> Estratto del documento

———

La scelta di riusare una vela su sette è un compromesso fra le due posizioni estreme della conservazione e dell’abbattimento integrale che, sin dagli anni ’80 del XXI secolo, hanno polarizzato il dibattito pubblico sul destino del quartiere. Proverò a dire perché, a mio parere, non si tratta né di una buona soluzione, né tantomeno di una soluzione generalizzabile.
Introduco questo giudizio attraverso un’impressione personale, che è la seguente: del dibattito cittadino intorno a Scampia mi ha sempre stupito la cecità con cui, sin dalle origini, l’intero insediamento 167 è stato ossessivamente e ostinatamente ricondotto e ridotto ai sette edifici delle vele, per quanto particolari essi possano essere.

———

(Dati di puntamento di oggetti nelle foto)
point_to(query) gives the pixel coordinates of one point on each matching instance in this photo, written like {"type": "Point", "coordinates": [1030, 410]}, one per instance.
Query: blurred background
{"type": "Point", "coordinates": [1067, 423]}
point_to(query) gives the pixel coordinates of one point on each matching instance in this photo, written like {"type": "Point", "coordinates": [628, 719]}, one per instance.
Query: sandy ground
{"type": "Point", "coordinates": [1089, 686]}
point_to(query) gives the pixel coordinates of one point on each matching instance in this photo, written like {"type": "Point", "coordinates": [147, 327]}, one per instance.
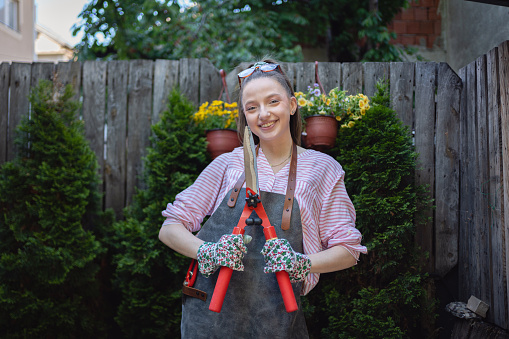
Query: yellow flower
{"type": "Point", "coordinates": [302, 102]}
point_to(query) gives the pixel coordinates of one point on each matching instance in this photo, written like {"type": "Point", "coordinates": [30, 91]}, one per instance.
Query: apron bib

———

> Esercizio proposto 1
Riscrivi in forma più concisa il paragrafo del brano su Scampia che comincia con «Introduco questo giudizio», conservandone i fatti principali.
> Esercizio proposto 2
Riproduci fedelmente dal brano su Scampia tutto ciò che va da «Introduco questo giudizio» giù fino a «essi possano essere.».
> Esercizio proposto 3
Riassumi il brano su Scampia in due frasi.

> Risposta completa 1
Il giudizio nasce da un'impressione personale: nel dibattito cittadino su Scampia mi ha sempre stupito la cecità con cui, fin dall'inizio, l'intero insediamento 167 è stato ridotto ossessivamente ai sette edifici delle vele, per quanto particolari.

> Risposta completa 2
Introduco questo giudizio attraverso un’impressione personale, che è la seguente: del dibattito cittadino intorno a Scampia mi ha sempre stupito la cecità con cui, sin dalle origini, l’intero insediamento 167 è stato ossessivamente e ostinatamente ricondotto e ridotto ai sette edifici delle vele, per quanto particolari essi possano essere.

> Risposta completa 3
La scelta di riusare una sola delle sette vele è un compromesso fra la conservazione e l'abbattimento integrale, ma nel brano viene giudicata né una buona soluzione né una soluzione generalizzabile. Questo giudizio parte dall'impressione che il dibattito cittadino abbia sempre ridotto ostinatamente l'intero insediamento 167 ai soli sette edifici delle vele.